WORK INSTRUCTIONS:
Reproduce all the entries below with "rock" switched to "stone" and every other word left unchanged. Leave the pictures out of your answer.

[BEGIN RECORDS SHOWN]

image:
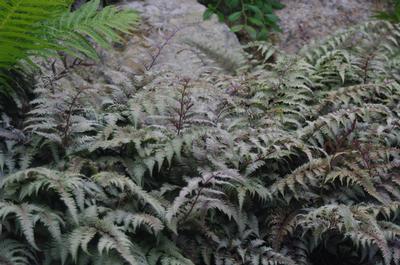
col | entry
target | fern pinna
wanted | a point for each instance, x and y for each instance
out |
(291, 162)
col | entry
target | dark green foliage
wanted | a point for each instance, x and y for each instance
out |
(256, 18)
(47, 28)
(392, 15)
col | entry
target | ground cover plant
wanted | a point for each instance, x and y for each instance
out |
(255, 19)
(293, 160)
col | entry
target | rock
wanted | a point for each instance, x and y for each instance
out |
(305, 20)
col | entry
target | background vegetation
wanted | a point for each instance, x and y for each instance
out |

[END RECORDS SHOWN]

FULL ANSWER:
image:
col | entry
target | fern pinna
wanted | a point for each instance, x and y for each instance
out |
(291, 162)
col | entry
target | dark green foliage
wanted | a point for each instance, x and y for each instance
out |
(256, 18)
(47, 28)
(392, 15)
col | entry
target | ground cover plant
wanted | a point for each instance, x and y for each instance
out |
(255, 19)
(293, 160)
col | entry
target | stone
wanted | a point for each instance, x and y for each instance
out |
(305, 20)
col | entry
target | background vegetation
wanted | a point for each instance, x and y for each instance
out |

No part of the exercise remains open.